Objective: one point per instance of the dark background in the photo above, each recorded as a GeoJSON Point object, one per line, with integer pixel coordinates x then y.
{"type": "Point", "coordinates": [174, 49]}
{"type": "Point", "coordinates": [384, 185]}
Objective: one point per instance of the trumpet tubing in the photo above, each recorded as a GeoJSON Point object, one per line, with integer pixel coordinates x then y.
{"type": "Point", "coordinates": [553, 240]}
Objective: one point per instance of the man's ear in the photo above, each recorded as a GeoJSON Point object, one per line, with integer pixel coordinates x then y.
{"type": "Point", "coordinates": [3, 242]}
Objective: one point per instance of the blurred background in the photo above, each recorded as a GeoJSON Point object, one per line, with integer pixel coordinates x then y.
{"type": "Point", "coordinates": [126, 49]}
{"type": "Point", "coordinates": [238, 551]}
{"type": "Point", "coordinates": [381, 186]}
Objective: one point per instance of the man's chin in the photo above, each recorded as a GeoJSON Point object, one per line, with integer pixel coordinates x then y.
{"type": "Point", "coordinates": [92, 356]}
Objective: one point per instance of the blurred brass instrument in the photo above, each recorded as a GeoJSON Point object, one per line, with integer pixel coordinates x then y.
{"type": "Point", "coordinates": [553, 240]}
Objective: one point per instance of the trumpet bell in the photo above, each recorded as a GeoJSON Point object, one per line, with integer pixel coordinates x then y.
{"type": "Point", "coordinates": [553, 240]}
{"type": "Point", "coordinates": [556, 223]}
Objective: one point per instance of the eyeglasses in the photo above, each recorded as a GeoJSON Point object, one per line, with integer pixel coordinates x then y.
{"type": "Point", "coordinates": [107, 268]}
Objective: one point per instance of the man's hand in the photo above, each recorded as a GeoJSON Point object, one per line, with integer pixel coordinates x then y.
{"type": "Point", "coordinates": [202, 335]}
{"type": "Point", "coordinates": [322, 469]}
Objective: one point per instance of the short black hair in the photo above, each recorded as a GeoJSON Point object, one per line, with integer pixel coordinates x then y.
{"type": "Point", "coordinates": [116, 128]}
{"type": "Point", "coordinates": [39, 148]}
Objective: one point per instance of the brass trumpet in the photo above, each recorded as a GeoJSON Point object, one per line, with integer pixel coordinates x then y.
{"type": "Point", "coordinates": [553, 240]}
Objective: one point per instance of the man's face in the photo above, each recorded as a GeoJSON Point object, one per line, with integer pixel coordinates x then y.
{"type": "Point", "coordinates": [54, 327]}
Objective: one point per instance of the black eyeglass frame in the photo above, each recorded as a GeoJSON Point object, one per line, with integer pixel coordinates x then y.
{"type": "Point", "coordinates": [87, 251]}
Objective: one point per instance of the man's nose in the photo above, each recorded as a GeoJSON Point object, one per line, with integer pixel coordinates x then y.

======

TASK>
Please arrange the listing above as a Markdown table with the columns Row and Line, numbering each line in order and leaving out blank lines.

SOLUTION TO THIS TASK>
| Row | Line |
|---|---|
| 1 | Objective: one point per instance of the dark background in the photo above, each recorded as a GeoJSON Point object, one per line, with integer pixel coordinates x then y. |
| 2 | {"type": "Point", "coordinates": [174, 49]} |
| 3 | {"type": "Point", "coordinates": [384, 185]} |
| 4 | Objective: one point per instance of the trumpet tubing in the photo above, each recorded as a GeoJSON Point object, one per line, with integer pixel coordinates x then y. |
| 5 | {"type": "Point", "coordinates": [553, 240]} |
| 6 | Objective: one point per instance of the man's ear in the photo above, each recorded as a GeoJSON Point object, one per line, with integer pixel coordinates x then y. |
| 7 | {"type": "Point", "coordinates": [3, 242]} |
| 8 | Objective: one point per instance of the blurred background in the photo above, each recorded as a GeoJSON Point object, one per line, with integer pixel coordinates x then y. |
| 9 | {"type": "Point", "coordinates": [126, 49]} |
| 10 | {"type": "Point", "coordinates": [238, 551]} |
| 11 | {"type": "Point", "coordinates": [381, 186]} |
| 12 | Objective: one point per instance of the man's chin in the photo above, each recorded as a GeoJSON Point object, one per line, with integer pixel coordinates x then y. |
| 13 | {"type": "Point", "coordinates": [92, 356]} |
| 14 | Objective: one point per instance of the blurred brass instrument in the photo above, each recorded as a GeoJSON Point object, one per line, with integer pixel coordinates x then y. |
| 15 | {"type": "Point", "coordinates": [553, 240]} |
| 16 | Objective: one point per instance of the trumpet bell in the photo above, each recorded as a GeoJSON Point object, one per line, with integer pixel coordinates x then y. |
| 17 | {"type": "Point", "coordinates": [553, 240]} |
| 18 | {"type": "Point", "coordinates": [556, 223]} |
| 19 | Objective: one point per instance of the eyeglasses in the photo above, each recorded as a GeoJSON Point object, one per line, with integer pixel coordinates x then y. |
| 20 | {"type": "Point", "coordinates": [107, 268]} |
| 21 | Objective: one point per instance of the man's hand in the photo above, each recorded as a GeoJSON Point object, one per line, with integer pixel coordinates x then y. |
| 22 | {"type": "Point", "coordinates": [202, 335]} |
| 23 | {"type": "Point", "coordinates": [322, 469]} |
| 24 | Objective: one point per instance of the short black hair in the photo above, each recorded as a GeoJSON Point object, one per line, with integer pixel coordinates x then y. |
| 25 | {"type": "Point", "coordinates": [116, 128]} |
| 26 | {"type": "Point", "coordinates": [39, 148]} |
| 27 | Objective: one point per instance of the brass trumpet in the photo above, each recorded as a GeoJSON Point object, one per line, with integer pixel coordinates x then y. |
| 28 | {"type": "Point", "coordinates": [553, 240]} |
| 29 | Objective: one point per instance of the man's face in the photo above, each recorded as a GeoJSON Point object, one per line, with integer pixel coordinates x then y. |
| 30 | {"type": "Point", "coordinates": [54, 327]} |
| 31 | Objective: one point per instance of the black eyeglass frame in the photo above, each recorded as a GeoJSON Point object, one per line, with integer pixel coordinates x then y. |
| 32 | {"type": "Point", "coordinates": [87, 251]} |
| 33 | Objective: one point per instance of the man's nose in the photo above, each recorded as a GeoJSON Point object, one per line, with integer pixel coordinates x then y. |